==== Supplied records ====

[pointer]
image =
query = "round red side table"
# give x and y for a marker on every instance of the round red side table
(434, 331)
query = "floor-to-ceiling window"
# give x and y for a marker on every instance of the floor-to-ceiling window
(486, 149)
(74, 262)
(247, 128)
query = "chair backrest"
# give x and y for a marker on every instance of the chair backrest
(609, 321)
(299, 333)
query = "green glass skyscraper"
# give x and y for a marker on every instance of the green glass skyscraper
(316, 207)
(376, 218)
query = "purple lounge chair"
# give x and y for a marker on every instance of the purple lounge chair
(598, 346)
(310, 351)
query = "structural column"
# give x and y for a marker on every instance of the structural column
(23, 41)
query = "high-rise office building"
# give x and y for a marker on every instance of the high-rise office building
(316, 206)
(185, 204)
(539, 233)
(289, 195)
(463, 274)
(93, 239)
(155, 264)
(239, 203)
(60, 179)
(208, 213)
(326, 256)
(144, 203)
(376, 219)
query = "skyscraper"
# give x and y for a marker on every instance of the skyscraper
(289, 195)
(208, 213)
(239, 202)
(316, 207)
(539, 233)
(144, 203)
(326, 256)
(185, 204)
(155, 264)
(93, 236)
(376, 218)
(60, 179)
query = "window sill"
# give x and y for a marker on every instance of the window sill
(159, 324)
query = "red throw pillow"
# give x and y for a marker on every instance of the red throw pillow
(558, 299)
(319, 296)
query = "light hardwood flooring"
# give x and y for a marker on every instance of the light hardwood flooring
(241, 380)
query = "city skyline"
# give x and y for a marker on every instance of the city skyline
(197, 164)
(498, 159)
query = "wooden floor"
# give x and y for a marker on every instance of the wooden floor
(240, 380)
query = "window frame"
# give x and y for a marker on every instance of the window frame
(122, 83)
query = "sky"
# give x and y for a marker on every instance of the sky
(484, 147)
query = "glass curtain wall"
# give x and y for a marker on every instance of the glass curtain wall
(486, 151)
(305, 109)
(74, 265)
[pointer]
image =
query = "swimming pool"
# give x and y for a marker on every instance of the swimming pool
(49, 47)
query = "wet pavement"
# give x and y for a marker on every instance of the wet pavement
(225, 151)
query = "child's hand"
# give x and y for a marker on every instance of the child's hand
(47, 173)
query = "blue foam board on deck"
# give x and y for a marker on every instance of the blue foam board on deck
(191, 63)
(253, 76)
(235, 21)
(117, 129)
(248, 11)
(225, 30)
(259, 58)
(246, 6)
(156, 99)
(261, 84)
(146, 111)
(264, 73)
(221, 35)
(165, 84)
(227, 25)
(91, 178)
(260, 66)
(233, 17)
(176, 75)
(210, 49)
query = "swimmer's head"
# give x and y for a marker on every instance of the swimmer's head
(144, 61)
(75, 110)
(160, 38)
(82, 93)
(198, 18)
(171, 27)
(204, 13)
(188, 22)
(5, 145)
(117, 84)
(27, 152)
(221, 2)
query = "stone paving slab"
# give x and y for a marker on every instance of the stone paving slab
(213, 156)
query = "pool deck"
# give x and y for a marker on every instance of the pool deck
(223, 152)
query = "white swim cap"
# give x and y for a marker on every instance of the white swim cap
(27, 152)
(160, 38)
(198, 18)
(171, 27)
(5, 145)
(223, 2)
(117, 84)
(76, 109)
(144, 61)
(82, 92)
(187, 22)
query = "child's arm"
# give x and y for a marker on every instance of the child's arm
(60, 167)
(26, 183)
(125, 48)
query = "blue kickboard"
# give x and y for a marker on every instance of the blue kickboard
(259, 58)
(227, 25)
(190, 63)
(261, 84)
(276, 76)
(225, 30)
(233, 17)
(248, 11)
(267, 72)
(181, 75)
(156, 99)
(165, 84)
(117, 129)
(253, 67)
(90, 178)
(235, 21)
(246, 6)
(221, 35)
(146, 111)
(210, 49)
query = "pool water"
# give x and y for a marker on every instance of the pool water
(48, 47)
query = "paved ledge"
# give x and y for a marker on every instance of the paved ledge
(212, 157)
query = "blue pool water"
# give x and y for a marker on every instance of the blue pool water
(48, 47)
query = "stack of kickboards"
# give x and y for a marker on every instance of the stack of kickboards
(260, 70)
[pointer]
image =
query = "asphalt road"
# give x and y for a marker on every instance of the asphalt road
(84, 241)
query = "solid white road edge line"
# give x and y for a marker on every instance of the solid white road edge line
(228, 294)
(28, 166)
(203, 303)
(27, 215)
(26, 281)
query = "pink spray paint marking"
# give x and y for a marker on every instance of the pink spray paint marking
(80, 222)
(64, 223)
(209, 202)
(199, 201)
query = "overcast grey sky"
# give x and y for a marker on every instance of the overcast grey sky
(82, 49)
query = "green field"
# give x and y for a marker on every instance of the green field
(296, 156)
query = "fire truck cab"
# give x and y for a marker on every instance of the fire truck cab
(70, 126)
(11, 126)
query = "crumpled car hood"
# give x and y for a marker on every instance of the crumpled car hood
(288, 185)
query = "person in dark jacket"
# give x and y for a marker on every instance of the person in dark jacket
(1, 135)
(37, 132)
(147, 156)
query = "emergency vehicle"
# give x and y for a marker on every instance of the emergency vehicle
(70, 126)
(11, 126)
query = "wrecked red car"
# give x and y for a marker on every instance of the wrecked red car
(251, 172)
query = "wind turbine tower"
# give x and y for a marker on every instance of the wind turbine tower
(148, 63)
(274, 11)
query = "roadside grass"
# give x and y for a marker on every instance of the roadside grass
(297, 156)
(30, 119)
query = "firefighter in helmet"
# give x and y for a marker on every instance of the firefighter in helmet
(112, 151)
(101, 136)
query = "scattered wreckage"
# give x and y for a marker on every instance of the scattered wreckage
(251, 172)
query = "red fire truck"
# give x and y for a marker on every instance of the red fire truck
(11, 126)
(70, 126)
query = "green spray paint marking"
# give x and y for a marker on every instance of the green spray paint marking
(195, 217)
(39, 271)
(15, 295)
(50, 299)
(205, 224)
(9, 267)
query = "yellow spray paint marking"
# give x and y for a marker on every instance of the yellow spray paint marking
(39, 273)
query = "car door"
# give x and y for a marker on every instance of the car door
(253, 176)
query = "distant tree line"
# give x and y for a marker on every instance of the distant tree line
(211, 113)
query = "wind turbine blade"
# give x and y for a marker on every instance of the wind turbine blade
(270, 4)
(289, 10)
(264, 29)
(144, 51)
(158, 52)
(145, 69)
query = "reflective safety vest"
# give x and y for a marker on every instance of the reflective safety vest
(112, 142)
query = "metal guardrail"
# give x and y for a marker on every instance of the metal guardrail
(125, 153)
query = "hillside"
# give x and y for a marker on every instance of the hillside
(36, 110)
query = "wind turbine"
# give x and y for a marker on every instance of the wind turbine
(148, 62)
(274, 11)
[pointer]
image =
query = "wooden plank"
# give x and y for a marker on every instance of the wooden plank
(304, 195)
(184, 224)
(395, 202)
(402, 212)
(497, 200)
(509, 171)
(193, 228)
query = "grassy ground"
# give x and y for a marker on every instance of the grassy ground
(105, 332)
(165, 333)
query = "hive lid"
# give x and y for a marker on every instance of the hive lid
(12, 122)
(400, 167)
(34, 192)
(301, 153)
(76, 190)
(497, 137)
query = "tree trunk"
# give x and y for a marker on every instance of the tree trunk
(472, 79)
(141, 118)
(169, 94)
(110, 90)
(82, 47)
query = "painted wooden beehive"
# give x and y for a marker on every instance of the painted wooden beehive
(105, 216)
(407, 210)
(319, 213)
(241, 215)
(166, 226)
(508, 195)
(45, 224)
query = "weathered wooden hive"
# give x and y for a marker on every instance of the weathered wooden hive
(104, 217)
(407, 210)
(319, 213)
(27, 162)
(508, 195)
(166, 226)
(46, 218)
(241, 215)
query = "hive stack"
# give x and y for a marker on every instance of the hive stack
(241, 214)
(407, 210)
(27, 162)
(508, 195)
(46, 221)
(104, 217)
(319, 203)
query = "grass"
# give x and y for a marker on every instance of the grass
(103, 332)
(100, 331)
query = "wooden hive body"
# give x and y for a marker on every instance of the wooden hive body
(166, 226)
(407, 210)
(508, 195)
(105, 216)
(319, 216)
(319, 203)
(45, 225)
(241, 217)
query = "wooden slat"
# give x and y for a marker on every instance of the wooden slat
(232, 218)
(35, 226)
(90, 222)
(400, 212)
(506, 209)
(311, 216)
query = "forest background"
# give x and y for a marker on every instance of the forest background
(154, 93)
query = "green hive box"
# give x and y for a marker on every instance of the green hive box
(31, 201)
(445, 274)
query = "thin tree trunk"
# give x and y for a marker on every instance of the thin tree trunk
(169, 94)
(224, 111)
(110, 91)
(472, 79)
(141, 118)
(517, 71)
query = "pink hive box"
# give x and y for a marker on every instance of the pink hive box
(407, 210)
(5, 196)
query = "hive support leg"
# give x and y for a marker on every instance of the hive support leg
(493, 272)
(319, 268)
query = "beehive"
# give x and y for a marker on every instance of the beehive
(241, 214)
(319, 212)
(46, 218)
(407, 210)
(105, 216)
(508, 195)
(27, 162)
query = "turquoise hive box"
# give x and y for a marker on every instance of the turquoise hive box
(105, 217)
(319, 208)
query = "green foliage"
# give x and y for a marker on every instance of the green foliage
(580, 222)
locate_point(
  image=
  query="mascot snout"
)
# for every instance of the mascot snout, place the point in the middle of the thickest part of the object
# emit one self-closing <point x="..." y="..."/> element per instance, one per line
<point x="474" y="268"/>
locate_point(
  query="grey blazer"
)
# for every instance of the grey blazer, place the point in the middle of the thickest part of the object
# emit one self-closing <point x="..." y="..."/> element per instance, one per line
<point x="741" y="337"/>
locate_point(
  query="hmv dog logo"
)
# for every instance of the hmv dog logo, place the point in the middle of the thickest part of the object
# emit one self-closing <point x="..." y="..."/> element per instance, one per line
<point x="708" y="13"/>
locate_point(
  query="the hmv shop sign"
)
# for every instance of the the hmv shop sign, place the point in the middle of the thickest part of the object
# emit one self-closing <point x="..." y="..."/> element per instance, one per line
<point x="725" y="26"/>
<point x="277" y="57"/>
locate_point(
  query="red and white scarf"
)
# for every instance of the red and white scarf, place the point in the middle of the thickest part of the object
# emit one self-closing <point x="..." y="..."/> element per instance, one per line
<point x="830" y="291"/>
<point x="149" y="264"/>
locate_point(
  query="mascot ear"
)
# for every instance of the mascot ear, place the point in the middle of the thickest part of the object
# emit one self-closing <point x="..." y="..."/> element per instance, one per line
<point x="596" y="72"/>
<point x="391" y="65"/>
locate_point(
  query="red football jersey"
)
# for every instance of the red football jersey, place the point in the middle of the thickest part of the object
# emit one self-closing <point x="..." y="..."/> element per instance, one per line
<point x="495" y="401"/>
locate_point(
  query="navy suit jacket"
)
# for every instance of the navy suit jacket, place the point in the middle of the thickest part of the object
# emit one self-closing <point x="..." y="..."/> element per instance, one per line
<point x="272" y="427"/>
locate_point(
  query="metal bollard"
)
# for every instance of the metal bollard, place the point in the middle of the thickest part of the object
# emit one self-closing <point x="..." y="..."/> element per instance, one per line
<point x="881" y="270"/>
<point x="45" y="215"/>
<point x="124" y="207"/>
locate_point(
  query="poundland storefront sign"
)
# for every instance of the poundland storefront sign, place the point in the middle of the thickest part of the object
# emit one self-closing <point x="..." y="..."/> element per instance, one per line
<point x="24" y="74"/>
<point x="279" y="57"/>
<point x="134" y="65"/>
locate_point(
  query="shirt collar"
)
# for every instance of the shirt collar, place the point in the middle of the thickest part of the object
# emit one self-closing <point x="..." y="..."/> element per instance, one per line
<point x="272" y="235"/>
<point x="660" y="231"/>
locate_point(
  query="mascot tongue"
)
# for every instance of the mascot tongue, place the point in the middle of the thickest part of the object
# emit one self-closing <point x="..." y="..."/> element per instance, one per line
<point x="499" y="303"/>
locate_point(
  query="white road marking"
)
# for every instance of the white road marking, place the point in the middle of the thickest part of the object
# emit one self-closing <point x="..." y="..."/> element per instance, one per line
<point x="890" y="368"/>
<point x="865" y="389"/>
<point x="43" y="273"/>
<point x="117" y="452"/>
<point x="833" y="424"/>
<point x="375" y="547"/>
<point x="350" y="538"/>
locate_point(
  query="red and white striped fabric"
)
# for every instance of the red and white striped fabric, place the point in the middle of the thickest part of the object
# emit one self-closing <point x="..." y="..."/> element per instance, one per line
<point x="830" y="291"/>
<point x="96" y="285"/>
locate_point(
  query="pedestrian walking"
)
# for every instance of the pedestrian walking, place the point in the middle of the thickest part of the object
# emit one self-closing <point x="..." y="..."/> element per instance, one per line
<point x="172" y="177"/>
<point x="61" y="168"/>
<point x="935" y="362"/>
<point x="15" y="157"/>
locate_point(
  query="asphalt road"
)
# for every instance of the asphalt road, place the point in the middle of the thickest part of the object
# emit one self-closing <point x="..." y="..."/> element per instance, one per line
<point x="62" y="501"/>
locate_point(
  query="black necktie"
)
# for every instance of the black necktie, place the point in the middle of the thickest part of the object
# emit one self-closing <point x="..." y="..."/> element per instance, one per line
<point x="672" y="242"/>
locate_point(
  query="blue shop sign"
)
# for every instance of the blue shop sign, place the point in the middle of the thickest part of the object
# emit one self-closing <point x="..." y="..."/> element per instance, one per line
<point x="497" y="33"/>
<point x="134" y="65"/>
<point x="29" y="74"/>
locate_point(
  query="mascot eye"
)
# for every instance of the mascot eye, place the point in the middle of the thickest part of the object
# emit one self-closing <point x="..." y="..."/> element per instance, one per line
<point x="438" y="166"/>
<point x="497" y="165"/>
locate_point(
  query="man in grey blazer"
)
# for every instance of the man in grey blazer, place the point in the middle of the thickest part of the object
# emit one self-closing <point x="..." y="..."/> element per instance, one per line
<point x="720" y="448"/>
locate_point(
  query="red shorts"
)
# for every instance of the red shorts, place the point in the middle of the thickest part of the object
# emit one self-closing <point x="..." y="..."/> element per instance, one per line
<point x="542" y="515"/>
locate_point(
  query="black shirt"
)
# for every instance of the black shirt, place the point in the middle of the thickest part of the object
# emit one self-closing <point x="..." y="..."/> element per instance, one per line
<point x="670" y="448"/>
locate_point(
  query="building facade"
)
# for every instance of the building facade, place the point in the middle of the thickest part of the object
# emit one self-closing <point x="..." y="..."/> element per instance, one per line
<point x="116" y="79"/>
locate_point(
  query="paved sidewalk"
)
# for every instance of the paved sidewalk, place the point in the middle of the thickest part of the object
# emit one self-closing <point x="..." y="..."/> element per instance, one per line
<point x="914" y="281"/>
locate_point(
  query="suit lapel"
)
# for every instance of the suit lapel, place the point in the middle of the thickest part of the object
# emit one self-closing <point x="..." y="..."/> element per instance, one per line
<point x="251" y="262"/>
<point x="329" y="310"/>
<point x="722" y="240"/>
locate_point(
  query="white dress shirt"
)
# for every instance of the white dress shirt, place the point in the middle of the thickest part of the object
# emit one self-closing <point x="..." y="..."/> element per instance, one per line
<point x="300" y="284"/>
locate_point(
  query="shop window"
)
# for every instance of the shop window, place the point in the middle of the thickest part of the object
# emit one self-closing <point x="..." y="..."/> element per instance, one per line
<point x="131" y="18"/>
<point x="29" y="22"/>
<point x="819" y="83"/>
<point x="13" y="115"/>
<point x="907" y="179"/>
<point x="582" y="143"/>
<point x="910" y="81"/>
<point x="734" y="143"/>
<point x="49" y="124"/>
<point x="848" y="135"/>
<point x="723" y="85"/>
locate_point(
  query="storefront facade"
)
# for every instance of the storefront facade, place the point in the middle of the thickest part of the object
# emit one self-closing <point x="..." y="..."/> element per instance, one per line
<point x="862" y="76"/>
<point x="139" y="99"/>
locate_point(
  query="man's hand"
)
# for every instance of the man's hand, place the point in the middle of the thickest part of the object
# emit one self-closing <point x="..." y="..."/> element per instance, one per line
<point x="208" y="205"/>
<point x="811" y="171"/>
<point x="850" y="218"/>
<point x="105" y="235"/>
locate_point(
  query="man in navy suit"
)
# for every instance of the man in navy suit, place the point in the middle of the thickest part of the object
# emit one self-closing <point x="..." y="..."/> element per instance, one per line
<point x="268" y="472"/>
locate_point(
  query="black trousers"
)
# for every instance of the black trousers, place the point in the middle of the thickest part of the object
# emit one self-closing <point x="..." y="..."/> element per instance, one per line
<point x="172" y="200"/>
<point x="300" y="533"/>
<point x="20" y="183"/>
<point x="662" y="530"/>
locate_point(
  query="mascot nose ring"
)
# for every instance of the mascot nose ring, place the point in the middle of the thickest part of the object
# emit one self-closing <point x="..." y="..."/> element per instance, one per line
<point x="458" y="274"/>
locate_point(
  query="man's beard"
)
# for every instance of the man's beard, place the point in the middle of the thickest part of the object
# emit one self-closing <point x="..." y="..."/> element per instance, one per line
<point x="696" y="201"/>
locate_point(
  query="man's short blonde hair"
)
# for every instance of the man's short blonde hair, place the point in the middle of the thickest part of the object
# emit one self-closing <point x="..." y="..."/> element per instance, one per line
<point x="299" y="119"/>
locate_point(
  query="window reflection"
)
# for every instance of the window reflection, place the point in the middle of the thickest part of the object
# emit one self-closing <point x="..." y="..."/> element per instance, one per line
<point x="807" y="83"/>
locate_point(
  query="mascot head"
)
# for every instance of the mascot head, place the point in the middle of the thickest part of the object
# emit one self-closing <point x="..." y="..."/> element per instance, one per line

====

> [Exercise instructions]: Which lines above contain the word "logo"? Show each of them.

> [Expected answer]:
  query="hmv dog logo"
# for every instance of the hmv dog logo, place the point in the middle of the thickest part of the object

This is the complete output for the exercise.